**Problem description:** Copy every line of the records below verbatim, leaving out the pictures.

— START Data provided —

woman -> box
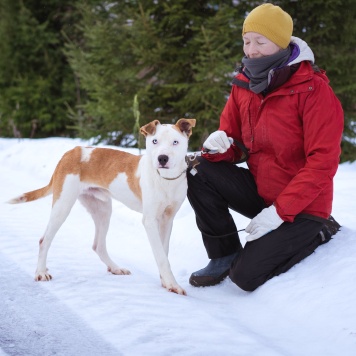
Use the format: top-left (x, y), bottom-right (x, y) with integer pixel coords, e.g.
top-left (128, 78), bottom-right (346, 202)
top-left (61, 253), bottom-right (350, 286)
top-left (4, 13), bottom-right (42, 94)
top-left (188, 4), bottom-right (343, 291)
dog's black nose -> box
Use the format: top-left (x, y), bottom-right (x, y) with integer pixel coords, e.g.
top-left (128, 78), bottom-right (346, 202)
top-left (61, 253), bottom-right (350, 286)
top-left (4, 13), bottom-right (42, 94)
top-left (158, 155), bottom-right (169, 167)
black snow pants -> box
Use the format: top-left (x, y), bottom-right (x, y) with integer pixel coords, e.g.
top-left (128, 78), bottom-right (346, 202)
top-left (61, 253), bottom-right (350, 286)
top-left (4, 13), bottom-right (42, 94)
top-left (188, 157), bottom-right (323, 291)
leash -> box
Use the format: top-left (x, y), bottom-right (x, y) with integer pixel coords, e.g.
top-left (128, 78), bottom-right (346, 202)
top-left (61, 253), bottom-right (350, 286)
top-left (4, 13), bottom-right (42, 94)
top-left (186, 140), bottom-right (250, 176)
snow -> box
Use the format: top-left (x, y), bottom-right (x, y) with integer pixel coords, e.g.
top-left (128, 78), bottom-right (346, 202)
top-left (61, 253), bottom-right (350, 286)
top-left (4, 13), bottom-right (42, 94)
top-left (0, 138), bottom-right (356, 356)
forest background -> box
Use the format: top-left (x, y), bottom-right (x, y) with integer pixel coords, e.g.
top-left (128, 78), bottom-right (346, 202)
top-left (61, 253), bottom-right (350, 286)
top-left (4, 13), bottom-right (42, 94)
top-left (0, 0), bottom-right (356, 161)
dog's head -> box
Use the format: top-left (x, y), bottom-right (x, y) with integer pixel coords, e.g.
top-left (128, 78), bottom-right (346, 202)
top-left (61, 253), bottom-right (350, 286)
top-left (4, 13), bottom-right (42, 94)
top-left (140, 119), bottom-right (196, 178)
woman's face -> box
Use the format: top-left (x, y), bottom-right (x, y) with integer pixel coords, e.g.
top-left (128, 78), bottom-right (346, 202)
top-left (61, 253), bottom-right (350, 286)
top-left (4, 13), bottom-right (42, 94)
top-left (242, 32), bottom-right (281, 58)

— END Data provided —

**Reply:**
woman -> box
Use the format: top-left (x, y), bottom-right (x, y) with integer pixel coords, e.g.
top-left (128, 78), bottom-right (346, 202)
top-left (61, 253), bottom-right (350, 286)
top-left (4, 13), bottom-right (42, 94)
top-left (188, 4), bottom-right (343, 291)
dog's black nose -> box
Use the format: top-left (x, y), bottom-right (x, y) with integer pixel coords, e.g.
top-left (128, 78), bottom-right (346, 202)
top-left (61, 253), bottom-right (350, 286)
top-left (4, 13), bottom-right (42, 94)
top-left (158, 155), bottom-right (169, 167)
black snow pants -> box
Use the format: top-left (x, y), bottom-right (x, y) with integer pixel coords, e.g.
top-left (128, 78), bottom-right (346, 202)
top-left (61, 253), bottom-right (350, 286)
top-left (4, 13), bottom-right (42, 94)
top-left (188, 157), bottom-right (323, 291)
leash -> box
Use the format: top-left (x, y), bottom-right (x, y) with integer pixel coords, e.g.
top-left (128, 78), bottom-right (346, 202)
top-left (61, 253), bottom-right (350, 286)
top-left (4, 13), bottom-right (42, 94)
top-left (186, 140), bottom-right (250, 176)
snow -> box
Use the format: top-left (x, y), bottom-right (x, y) with integer pixel coords, e.g.
top-left (128, 78), bottom-right (346, 202)
top-left (61, 253), bottom-right (350, 286)
top-left (4, 13), bottom-right (42, 94)
top-left (0, 138), bottom-right (356, 356)
forest background -> box
Use the format: top-left (x, y), bottom-right (x, y) with integer pixel coords, e.g.
top-left (128, 78), bottom-right (346, 202)
top-left (61, 253), bottom-right (350, 286)
top-left (4, 13), bottom-right (42, 94)
top-left (0, 0), bottom-right (356, 161)
dog's head -> box
Use the format: top-left (x, y), bottom-right (x, y) with integer pixel coords, e.g.
top-left (128, 78), bottom-right (346, 202)
top-left (61, 253), bottom-right (350, 286)
top-left (4, 13), bottom-right (42, 94)
top-left (140, 119), bottom-right (196, 178)
woman's face -> box
Use the format: top-left (x, y), bottom-right (x, y) with integer pixel coords, e.g.
top-left (128, 78), bottom-right (346, 202)
top-left (61, 253), bottom-right (350, 286)
top-left (4, 13), bottom-right (42, 94)
top-left (242, 32), bottom-right (281, 58)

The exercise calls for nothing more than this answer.